INFORMATION SHOWN>

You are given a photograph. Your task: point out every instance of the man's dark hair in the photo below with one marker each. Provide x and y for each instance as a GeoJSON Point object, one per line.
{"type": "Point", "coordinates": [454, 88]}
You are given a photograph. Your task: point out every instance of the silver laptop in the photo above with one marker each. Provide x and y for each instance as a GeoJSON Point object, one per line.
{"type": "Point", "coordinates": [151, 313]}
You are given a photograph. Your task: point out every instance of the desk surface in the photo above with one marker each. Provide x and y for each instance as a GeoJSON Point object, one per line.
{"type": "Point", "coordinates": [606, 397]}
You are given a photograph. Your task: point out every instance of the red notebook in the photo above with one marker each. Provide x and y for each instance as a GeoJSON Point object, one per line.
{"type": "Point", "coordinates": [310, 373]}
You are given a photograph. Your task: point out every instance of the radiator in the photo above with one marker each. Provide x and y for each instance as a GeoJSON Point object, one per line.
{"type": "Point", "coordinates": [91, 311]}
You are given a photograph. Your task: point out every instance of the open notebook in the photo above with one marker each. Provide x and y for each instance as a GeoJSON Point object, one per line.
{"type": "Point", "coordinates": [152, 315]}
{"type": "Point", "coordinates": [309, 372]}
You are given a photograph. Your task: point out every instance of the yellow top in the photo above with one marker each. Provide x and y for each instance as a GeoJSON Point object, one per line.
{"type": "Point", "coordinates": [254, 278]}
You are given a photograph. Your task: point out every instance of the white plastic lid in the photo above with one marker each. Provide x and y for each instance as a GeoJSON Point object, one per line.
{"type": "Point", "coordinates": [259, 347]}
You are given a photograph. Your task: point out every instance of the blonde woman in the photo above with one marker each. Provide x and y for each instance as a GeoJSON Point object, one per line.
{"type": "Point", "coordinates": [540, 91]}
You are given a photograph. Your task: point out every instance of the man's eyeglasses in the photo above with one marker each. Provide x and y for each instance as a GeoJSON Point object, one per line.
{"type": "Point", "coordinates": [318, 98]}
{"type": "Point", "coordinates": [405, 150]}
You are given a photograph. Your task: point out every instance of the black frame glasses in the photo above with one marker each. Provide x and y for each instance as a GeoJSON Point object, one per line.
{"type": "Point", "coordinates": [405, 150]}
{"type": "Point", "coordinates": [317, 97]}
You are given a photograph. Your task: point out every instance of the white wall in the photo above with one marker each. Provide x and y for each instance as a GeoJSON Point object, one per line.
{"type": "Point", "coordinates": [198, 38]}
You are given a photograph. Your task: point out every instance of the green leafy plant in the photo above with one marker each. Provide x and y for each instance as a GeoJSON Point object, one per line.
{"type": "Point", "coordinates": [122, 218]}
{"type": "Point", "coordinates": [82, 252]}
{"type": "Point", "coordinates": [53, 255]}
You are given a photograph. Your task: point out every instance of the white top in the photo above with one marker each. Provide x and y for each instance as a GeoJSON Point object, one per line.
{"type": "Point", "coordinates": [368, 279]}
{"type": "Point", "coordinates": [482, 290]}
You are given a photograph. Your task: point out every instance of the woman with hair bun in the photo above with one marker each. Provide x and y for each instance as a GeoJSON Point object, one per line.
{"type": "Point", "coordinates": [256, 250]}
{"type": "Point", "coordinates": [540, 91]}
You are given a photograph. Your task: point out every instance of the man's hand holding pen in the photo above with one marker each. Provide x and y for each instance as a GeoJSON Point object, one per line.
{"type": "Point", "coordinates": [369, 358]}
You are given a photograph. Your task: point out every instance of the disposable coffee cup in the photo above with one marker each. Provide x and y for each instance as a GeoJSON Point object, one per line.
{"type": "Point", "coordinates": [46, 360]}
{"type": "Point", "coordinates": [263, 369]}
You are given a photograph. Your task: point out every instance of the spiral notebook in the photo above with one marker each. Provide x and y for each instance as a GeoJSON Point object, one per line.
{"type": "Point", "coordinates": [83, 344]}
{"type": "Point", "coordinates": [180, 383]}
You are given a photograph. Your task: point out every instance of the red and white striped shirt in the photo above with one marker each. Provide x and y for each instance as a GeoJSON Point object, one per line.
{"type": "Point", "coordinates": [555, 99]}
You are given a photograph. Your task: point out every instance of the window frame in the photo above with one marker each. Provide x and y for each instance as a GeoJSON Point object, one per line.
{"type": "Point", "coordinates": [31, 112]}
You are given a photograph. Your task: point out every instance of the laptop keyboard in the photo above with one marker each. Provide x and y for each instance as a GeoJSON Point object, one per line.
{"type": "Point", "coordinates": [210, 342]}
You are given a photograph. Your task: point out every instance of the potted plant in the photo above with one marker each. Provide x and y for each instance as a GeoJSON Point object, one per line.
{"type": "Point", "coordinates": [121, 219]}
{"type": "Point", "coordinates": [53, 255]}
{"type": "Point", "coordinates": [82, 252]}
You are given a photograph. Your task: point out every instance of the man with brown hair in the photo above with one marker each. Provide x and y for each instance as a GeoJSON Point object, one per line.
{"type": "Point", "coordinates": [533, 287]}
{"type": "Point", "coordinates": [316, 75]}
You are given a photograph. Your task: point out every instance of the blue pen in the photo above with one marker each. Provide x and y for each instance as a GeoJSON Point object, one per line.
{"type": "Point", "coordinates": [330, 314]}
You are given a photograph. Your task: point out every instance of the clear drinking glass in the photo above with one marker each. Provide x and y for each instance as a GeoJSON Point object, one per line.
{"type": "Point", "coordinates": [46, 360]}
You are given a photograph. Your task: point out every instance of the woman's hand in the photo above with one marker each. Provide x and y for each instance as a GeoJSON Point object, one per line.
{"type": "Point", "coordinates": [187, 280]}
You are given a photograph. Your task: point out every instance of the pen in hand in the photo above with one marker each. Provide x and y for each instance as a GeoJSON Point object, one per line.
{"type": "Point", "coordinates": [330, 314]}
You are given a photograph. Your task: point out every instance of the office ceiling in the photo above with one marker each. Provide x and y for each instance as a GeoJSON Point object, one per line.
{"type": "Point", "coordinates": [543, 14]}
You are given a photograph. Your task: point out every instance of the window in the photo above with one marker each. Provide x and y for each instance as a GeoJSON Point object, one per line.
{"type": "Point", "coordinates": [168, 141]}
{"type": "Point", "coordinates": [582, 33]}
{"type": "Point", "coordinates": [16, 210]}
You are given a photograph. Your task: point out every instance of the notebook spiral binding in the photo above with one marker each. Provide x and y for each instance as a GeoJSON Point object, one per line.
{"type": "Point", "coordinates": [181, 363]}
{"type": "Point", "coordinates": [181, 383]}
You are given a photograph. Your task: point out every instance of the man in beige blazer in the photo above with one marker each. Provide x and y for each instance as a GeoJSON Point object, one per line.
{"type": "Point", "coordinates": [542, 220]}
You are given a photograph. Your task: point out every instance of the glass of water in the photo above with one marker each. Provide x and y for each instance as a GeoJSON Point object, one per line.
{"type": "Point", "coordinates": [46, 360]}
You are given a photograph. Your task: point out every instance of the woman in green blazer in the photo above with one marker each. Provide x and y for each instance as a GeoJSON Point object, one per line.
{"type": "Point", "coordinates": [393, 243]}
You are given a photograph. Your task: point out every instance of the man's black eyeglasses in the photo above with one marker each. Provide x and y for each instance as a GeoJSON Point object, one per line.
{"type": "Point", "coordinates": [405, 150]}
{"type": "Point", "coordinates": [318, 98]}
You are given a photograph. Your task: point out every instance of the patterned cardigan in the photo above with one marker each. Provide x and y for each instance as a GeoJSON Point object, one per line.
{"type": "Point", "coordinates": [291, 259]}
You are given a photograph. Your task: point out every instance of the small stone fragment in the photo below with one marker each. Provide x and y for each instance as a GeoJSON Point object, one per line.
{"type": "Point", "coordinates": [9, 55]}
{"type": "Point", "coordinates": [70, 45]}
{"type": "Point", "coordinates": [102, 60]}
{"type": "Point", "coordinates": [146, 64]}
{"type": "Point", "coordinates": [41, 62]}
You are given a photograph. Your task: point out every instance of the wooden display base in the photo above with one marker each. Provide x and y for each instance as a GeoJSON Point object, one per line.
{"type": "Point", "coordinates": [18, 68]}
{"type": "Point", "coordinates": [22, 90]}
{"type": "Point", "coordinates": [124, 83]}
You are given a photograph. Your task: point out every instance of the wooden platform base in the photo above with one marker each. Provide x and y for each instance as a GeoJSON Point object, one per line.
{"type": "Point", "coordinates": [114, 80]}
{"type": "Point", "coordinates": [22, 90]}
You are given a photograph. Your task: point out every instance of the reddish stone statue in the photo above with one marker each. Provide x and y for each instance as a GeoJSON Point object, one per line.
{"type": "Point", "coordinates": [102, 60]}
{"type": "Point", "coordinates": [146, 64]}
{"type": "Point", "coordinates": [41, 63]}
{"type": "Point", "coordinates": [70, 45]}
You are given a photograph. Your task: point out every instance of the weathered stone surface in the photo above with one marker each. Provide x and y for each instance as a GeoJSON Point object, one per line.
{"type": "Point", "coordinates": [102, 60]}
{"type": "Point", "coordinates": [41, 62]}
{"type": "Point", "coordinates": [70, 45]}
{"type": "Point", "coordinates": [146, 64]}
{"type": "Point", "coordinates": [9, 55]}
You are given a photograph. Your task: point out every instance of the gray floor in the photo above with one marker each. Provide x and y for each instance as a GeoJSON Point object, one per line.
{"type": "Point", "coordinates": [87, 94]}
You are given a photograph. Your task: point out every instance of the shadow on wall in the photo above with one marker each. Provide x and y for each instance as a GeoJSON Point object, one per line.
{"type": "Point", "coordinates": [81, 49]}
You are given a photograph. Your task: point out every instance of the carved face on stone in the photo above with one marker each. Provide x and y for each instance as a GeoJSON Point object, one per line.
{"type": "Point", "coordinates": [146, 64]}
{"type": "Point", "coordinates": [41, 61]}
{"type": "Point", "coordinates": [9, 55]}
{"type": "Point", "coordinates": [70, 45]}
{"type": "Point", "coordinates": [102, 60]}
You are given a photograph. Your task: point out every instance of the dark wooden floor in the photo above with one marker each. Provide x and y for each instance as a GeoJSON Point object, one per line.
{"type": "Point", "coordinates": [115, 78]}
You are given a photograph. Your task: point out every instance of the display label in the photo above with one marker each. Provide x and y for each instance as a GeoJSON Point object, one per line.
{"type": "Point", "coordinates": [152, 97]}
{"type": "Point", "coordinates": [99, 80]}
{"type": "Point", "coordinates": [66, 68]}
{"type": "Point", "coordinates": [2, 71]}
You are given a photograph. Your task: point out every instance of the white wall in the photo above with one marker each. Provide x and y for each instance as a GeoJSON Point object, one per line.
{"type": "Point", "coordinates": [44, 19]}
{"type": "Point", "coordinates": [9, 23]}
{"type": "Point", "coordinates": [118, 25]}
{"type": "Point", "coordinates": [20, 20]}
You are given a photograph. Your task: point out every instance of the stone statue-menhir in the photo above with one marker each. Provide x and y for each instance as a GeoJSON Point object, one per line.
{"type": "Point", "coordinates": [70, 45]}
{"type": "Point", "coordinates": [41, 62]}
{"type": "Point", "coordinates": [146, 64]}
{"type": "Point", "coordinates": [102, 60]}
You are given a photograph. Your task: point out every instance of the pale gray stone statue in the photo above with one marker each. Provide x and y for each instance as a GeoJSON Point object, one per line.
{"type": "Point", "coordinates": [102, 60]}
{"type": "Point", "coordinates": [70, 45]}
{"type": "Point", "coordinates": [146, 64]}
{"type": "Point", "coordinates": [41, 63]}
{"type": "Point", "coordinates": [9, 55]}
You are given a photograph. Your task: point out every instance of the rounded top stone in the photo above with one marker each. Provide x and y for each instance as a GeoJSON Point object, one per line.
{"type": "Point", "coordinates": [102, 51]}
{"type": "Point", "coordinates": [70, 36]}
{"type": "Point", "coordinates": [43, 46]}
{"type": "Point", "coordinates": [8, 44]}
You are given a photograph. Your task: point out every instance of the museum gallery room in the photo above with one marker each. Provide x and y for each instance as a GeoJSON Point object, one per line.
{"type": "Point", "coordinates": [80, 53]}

EXERCISE DETAILS> Copy out the data from the line holding "of the museum" through the end of the data, inclusive, changing "gallery room" to "exhibition hall" and leaving everything else as it is.

FINISHED ANSWER>
You are given a photograph. Your task: point out every instance of the museum exhibition hall in the photo above with one marker each. Provide x and y for each instance as a GeoJSON Point object, one per line.
{"type": "Point", "coordinates": [80, 53]}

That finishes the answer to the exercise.